### Brief:
Rewrite the toy review from "Clammy here wasn't" to "the price tag.", changing "spaceships" to "starships".

### Supplied passage:
It's a solid enough design, a bit like the Enterprise had a baby with a shuttlecraft, and then that thing sired this with a Diener spaceship. Very short and wide, and the color scheme, while not as bright in natural light, is simple but effective. I'm not the spaceship nut I once was, but it's all right.
Now we're talking! Squeeze the thrusters closed and the saucer section splits open into a large mouth of some sort as the eyes rise out to the top. It's a pleasingly odd design, thick rounded "teeth" that read more like outgrowths of a clamlike shell, blotchy green interior, and a branching tongue. Said tongue happily catches on one of the spikes if you do it just right, allowing for display in an open state without the aid of rubber bands.
Clammy here wasn't my first choice, even among the spaceships, but looking at the file card again, this thing is kind of terrifying. "impervious to attack", it spends its time in orbit, locking weapons on "anything that catches its sleepless, roving eyes". Well, that's creepy.
Given the timeframe, I'm hesitant to say spaceships happened because X-Files; not that Fox wasn't on fire at the time, but the turnaround period on toys means they'd have to have made a lucky guess. Either way, it wasn't the shot in the arm the line needed, and for proof, I point to the price tag.
As a brief aside, nobody did clearance quite like Kay Bee. Nothing ever got shuffled off to Market Six, it just sat around getting cheaper and cheaper. Tales abound of figures and accessory packs from years prior, sometimes at a dollar or less.

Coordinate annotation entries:
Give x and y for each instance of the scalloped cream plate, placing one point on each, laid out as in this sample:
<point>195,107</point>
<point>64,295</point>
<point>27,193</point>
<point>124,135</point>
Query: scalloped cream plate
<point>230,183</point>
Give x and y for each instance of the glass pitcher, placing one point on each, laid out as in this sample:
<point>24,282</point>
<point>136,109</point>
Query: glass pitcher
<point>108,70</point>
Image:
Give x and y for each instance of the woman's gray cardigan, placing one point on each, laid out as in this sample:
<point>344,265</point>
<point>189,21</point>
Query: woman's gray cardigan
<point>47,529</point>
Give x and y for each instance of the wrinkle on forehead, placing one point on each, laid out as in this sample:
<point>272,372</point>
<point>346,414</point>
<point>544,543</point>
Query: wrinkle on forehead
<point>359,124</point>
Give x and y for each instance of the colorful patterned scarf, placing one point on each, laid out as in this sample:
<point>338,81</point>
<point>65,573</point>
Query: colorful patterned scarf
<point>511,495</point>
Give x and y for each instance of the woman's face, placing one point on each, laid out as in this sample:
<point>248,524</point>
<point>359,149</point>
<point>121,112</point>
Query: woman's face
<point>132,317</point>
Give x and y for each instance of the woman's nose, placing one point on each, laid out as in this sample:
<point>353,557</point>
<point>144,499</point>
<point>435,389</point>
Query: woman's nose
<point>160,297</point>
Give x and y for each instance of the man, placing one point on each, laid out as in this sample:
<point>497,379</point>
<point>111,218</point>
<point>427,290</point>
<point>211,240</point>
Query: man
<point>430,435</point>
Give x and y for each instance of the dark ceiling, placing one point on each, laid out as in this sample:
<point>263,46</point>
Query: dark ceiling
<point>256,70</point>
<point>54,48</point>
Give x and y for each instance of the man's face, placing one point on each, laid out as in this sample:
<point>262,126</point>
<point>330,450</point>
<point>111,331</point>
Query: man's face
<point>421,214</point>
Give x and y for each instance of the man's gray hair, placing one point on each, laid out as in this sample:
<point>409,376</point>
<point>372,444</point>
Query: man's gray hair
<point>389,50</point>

### Task output:
Clammy here wasn't my first choice, even among the starships, but looking at the file card again, this thing is kind of terrifying. "impervious to attack", it spends its time in orbit, locking weapons on "anything that catches its sleepless, roving eyes". Well, that's creepy.
Given the timeframe, I'm hesitant to say starships happened because X-Files; not that Fox wasn't on fire at the time, but the turnaround period on toys means they'd have to have made a lucky guess. Either way, it wasn't the shot in the arm the line needed, and for proof, I point to the price tag.